Provided information =>
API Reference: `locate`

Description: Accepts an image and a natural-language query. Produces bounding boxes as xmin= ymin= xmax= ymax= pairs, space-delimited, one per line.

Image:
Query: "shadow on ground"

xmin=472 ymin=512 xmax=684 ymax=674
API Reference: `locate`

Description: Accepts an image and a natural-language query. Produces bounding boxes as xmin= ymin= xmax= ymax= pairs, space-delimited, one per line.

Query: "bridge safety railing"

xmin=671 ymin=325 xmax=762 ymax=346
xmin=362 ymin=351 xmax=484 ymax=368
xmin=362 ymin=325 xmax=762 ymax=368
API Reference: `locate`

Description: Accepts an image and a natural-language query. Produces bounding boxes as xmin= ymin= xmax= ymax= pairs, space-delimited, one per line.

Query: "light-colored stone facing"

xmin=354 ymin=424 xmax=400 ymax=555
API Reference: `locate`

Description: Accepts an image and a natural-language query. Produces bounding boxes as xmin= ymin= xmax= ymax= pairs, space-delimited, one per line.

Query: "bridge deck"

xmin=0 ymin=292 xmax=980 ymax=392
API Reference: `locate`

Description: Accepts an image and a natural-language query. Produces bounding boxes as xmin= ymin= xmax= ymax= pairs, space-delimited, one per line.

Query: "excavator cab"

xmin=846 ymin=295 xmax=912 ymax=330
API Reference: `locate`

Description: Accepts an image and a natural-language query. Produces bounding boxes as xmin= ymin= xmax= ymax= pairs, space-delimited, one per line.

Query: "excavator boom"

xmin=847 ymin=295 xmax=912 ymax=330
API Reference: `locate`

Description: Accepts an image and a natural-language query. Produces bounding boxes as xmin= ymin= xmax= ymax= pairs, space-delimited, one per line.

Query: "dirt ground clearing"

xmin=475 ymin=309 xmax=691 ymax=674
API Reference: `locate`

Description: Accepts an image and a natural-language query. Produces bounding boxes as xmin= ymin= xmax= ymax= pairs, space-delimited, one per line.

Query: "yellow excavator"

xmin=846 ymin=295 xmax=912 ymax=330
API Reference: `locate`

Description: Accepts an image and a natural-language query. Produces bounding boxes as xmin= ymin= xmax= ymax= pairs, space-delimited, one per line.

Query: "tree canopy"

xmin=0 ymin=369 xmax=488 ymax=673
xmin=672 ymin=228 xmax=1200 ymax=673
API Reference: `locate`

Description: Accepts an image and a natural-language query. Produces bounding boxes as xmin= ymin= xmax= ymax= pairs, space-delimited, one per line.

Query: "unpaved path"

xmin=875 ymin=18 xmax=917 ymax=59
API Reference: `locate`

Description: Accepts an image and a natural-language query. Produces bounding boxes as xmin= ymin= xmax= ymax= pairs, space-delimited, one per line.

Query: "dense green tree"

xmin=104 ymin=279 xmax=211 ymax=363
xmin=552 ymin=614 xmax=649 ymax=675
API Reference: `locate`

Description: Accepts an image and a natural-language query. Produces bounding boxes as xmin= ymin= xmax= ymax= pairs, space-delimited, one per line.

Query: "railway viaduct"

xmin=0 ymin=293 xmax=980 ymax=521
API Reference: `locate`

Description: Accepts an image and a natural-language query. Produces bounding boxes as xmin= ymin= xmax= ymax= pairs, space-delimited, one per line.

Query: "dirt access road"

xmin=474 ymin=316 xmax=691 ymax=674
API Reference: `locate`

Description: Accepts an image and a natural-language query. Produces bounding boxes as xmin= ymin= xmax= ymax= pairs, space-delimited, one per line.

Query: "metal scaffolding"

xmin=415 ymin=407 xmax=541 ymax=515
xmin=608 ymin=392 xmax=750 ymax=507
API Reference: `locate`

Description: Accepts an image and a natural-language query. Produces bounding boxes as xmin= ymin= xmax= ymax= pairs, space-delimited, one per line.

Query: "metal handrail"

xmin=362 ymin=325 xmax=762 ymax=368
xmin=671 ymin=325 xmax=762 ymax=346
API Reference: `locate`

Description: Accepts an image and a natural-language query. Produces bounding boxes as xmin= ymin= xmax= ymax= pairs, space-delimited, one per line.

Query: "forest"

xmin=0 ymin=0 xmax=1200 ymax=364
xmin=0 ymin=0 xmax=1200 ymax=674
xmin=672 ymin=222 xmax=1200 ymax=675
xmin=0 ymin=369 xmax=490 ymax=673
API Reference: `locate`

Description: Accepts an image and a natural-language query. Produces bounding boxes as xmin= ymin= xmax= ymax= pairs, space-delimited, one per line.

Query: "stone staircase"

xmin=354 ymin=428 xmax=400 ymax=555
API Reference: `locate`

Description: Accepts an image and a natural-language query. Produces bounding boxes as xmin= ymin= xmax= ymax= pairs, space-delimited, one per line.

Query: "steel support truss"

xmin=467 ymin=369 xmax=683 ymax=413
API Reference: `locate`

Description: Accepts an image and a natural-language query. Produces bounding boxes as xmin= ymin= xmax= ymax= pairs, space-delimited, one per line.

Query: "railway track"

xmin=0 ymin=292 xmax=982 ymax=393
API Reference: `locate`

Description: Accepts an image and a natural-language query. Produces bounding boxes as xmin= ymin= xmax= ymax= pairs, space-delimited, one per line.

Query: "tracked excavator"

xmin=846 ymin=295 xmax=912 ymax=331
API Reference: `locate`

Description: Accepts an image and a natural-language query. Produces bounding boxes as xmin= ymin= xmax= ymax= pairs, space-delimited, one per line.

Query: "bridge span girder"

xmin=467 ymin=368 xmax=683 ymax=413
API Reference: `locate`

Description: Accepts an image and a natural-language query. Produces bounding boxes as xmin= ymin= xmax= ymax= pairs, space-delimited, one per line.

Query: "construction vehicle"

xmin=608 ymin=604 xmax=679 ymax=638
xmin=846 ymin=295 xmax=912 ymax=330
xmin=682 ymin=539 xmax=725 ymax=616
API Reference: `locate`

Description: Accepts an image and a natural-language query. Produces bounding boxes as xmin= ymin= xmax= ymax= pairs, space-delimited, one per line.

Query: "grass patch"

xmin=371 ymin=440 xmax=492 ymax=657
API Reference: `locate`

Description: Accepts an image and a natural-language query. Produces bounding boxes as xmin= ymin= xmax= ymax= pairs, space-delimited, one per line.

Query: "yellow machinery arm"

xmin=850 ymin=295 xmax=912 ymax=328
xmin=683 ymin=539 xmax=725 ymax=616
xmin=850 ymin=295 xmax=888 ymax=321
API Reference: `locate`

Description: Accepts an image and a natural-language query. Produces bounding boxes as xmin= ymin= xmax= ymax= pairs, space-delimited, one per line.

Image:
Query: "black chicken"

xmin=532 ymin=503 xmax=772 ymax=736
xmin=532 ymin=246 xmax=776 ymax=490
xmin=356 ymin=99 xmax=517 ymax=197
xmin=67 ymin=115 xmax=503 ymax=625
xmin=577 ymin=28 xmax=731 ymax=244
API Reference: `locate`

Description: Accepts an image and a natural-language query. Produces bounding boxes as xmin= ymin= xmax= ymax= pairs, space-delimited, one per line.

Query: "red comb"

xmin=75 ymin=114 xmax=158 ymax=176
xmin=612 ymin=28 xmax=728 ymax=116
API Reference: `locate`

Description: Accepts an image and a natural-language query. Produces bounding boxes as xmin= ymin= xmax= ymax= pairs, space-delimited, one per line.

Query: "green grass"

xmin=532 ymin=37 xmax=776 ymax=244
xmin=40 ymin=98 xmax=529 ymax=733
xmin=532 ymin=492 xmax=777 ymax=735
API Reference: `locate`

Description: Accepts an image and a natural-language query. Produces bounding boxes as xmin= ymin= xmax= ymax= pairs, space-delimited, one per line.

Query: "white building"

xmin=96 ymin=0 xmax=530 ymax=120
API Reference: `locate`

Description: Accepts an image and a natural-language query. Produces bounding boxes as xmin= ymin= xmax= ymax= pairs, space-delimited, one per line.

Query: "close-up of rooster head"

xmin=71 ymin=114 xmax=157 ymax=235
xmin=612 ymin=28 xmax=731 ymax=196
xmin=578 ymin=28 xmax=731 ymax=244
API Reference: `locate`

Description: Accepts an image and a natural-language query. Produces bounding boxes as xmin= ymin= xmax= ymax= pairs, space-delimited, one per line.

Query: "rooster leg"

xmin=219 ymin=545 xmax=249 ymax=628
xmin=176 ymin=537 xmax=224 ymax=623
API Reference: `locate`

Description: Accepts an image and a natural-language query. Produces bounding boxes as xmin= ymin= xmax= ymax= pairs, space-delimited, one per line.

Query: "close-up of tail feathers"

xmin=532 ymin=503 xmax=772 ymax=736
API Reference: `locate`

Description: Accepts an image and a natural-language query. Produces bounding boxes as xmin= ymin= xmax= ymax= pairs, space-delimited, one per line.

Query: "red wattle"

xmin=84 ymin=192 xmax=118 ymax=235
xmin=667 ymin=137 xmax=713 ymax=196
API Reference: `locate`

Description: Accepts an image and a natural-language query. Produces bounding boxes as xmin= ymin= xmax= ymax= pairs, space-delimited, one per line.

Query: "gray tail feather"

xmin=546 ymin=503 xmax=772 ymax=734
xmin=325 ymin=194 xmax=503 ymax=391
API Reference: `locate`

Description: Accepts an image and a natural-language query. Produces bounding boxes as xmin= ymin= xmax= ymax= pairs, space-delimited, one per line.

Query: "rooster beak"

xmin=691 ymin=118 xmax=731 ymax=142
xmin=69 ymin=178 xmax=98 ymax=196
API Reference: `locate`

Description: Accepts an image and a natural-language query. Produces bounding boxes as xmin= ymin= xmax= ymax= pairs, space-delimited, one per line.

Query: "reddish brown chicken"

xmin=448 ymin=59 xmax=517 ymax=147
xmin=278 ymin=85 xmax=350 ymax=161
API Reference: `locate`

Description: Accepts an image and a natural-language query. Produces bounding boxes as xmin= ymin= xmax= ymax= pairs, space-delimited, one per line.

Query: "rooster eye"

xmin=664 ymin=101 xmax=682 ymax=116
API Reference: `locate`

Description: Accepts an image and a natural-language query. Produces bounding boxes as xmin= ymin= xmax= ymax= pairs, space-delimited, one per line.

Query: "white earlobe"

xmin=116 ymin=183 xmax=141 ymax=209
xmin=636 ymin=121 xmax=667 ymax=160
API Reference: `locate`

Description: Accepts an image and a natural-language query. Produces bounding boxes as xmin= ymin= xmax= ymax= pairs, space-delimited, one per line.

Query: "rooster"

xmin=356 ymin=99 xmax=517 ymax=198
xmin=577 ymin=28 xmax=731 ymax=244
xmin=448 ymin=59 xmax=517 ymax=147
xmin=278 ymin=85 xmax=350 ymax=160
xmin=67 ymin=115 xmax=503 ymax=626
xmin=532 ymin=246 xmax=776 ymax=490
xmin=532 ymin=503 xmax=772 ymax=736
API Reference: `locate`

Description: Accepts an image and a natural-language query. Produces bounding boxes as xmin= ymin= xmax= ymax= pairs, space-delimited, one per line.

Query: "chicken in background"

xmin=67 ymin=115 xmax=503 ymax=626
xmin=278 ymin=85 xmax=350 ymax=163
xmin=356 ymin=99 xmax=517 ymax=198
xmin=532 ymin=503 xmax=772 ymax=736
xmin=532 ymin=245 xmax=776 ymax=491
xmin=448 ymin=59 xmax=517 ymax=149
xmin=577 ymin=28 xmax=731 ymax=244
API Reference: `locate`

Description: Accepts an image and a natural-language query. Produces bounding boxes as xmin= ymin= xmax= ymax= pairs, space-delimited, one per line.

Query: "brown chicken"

Instructions for the task => Please revise the listing from its start through the line containing "xmin=354 ymin=424 xmax=400 ymax=555", replacing "bridge safety railing" with "bridge guardrail" and leaving everything else as it is.

Full response =>
API Reference: `locate`

Description: Accepts an image and a natural-language query. Produces bounding boxes as xmin= ymin= xmax= ymax= pairs, space-delimited, one per line.

Image:
Query: "shadow on ground"

xmin=472 ymin=512 xmax=684 ymax=674
API Reference: `locate`

Description: Accepts an image and a natural-language query. Produces bounding boxes as xmin= ymin= xmax= ymax= pairs, space-delimited, one per line.

Query: "bridge guardrail"

xmin=671 ymin=325 xmax=762 ymax=346
xmin=362 ymin=351 xmax=484 ymax=368
xmin=362 ymin=325 xmax=762 ymax=368
API Reference: `locate`

Description: Accepts an image and a natural-language query. Produces bounding boxes as xmin= ymin= xmax= ymax= pairs, space-delimited, one per line.

Query: "light-colored stone facing"

xmin=354 ymin=424 xmax=400 ymax=555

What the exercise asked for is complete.